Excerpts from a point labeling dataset

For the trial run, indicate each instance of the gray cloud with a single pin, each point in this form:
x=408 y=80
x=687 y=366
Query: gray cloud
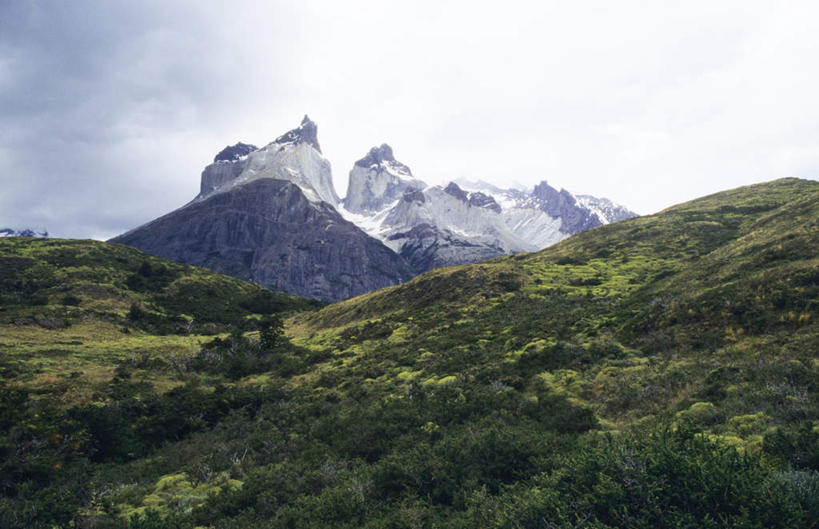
x=109 y=110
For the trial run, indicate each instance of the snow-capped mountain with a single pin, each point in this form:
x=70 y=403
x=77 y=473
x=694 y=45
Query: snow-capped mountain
x=606 y=210
x=271 y=215
x=377 y=180
x=268 y=215
x=456 y=224
x=294 y=156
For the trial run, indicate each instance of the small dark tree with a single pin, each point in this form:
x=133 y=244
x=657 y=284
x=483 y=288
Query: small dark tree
x=271 y=329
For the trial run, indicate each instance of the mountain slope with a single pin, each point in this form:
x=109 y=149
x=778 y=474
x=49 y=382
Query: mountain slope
x=655 y=372
x=268 y=232
x=648 y=302
x=434 y=226
x=267 y=215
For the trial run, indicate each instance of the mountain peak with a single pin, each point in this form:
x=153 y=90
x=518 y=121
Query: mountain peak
x=380 y=156
x=307 y=132
x=454 y=190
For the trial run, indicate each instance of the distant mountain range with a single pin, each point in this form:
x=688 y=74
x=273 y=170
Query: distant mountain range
x=271 y=215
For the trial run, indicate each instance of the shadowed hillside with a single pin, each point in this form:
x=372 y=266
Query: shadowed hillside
x=656 y=372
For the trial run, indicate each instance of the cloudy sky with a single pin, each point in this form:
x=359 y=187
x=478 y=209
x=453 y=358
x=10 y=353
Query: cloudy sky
x=109 y=109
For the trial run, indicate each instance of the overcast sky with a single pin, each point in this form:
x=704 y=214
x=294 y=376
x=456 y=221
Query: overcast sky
x=109 y=110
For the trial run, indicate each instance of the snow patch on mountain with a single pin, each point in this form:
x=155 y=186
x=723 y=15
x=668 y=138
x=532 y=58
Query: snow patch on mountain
x=294 y=156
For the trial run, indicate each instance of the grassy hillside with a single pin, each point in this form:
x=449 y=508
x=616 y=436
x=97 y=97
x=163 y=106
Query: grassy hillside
x=657 y=372
x=71 y=311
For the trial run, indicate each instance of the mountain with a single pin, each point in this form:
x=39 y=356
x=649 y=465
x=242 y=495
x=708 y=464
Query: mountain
x=448 y=225
x=655 y=372
x=25 y=232
x=267 y=215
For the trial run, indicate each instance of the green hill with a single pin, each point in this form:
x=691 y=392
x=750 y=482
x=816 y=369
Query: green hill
x=657 y=372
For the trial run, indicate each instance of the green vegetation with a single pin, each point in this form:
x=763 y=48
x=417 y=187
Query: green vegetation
x=658 y=372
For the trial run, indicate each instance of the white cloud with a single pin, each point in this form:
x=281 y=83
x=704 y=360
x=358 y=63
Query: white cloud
x=648 y=103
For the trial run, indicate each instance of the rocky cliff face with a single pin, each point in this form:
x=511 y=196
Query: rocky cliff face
x=267 y=231
x=267 y=215
x=562 y=204
x=448 y=225
x=271 y=215
x=378 y=180
x=294 y=156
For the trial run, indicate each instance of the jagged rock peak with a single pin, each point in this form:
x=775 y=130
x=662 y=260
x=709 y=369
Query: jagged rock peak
x=232 y=153
x=482 y=200
x=413 y=194
x=307 y=132
x=454 y=190
x=546 y=192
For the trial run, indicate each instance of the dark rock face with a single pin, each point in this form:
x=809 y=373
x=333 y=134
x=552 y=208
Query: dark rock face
x=427 y=247
x=379 y=155
x=456 y=192
x=26 y=232
x=306 y=133
x=232 y=153
x=561 y=204
x=268 y=232
x=481 y=200
x=220 y=173
x=414 y=195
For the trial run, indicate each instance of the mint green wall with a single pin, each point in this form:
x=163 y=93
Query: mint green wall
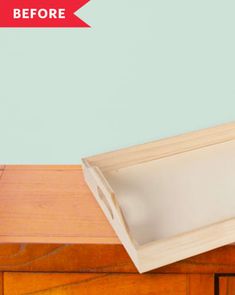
x=146 y=69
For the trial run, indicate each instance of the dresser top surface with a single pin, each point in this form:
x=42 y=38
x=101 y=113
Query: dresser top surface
x=50 y=204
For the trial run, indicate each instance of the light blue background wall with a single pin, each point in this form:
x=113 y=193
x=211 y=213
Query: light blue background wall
x=145 y=70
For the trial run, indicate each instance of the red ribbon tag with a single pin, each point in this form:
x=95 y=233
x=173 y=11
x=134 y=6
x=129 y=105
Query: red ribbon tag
x=41 y=14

__Stated task__: Change every "trial run" in the entries to "practice round", keep all other text the same, and write the entries out again without the pictures.

__Problem solution__:
For the practice round, indicate each instance of the gray cloud with a single pin, each point in this form:
x=408 y=80
x=687 y=366
Query: gray cloud
x=109 y=110
For the practice round, indicate each instance of the snow-capped mountain with a single pin, each point in this form:
x=70 y=403
x=77 y=473
x=694 y=45
Query: snow-capped mountain
x=606 y=210
x=271 y=215
x=377 y=180
x=268 y=215
x=456 y=224
x=294 y=156
For the practice round, indicate each instance of the small dark tree with a single pin, each point in this form:
x=133 y=244
x=657 y=284
x=483 y=288
Query: small dark tree
x=271 y=329
For the practice round, indicate each instance of the mountain slope with a single pin, each point in this form:
x=109 y=149
x=778 y=474
x=49 y=382
Query: mountain slope
x=655 y=372
x=268 y=232
x=648 y=302
x=434 y=226
x=267 y=215
For the practice round, indicate each instance of the mountain peak with a single pin, each point in this form:
x=153 y=90
x=518 y=121
Query: mountain peak
x=380 y=156
x=307 y=132
x=454 y=190
For the practice round, indicate each instance of the distant mountain range with a single pin, each point in this form:
x=688 y=74
x=273 y=170
Query: distant mountain range
x=271 y=215
For the practice round, indicate each instance of the shadowed hillside with a single pin, each point in this form:
x=372 y=266
Query: shadowed hillside
x=656 y=372
For the practice round, indicate each instance of the cloudy sky with a single pin, each point in this form:
x=359 y=187
x=478 y=209
x=453 y=358
x=10 y=353
Query: cloudy sky
x=109 y=109
For the practice round, indicate each instance of the overcast sky with a single pin, each point in this form:
x=704 y=214
x=294 y=376
x=456 y=221
Query: overcast sky
x=109 y=110
For the practice round, indicate each instance of the snow patch on mountain with a single pin, each point in this form:
x=155 y=186
x=723 y=15
x=668 y=138
x=532 y=58
Query: snow patch on mountain
x=294 y=156
For the practice round, indicate each instance of the grassy hillside with a single pin, each point in this form:
x=449 y=508
x=616 y=436
x=97 y=97
x=163 y=106
Query: grassy hillside
x=657 y=372
x=71 y=311
For the practice round, indicate each instance of the mountain with a single pin, each point in this form:
x=39 y=356
x=649 y=465
x=242 y=495
x=708 y=464
Query: mountain
x=448 y=225
x=655 y=372
x=25 y=232
x=267 y=215
For the practice round, indicate each instance of the green hill with a single pin, each point in this form:
x=691 y=392
x=750 y=482
x=816 y=369
Query: green hill
x=657 y=372
For the practice round, indicate each instance of the green vegetation with a single pin, each point in this form:
x=763 y=48
x=417 y=187
Query: green vegetation
x=658 y=372
For the practice round, indicate each instance of the white cloud with a single pin, each point in this form:
x=281 y=83
x=704 y=360
x=358 y=63
Query: white cloud
x=648 y=103
For the practice round, indicate each instance of the rocky cliff face with a single pin, each point in this form:
x=511 y=196
Query: rocky cliff face
x=267 y=231
x=267 y=215
x=562 y=204
x=448 y=225
x=271 y=215
x=378 y=180
x=294 y=156
For the practice round, indicate each instance of the jagged rock peak with a single pin, each point in this form:
x=775 y=130
x=662 y=260
x=709 y=369
Query: jagged rock peak
x=232 y=153
x=482 y=200
x=413 y=194
x=307 y=132
x=454 y=190
x=546 y=192
For the practice round, indicate each instance of the dark rock face with a single pin, each point in this form:
x=809 y=373
x=333 y=134
x=552 y=208
Query: dark rock face
x=427 y=247
x=379 y=155
x=456 y=192
x=26 y=232
x=306 y=133
x=232 y=153
x=561 y=204
x=268 y=232
x=481 y=200
x=220 y=173
x=414 y=195
For the practice round, indicate each instance of the mint green wall with a single pin, each point in this form:
x=163 y=93
Query: mint green wall
x=146 y=69
For the practice round, indicate each instance of the dresser top surface with a single pin, each point in this form:
x=42 y=38
x=101 y=113
Query: dresser top surface
x=50 y=204
For the practice round, indicate each instance of the light blue background wall with a single pin, each point in this form:
x=113 y=193
x=211 y=213
Query: light blue background wall
x=145 y=70
For the practice round, indicate each instance of the red ribbon tag with a single pin, each point in this form:
x=95 y=233
x=173 y=11
x=134 y=6
x=129 y=105
Query: red ribbon tag
x=41 y=14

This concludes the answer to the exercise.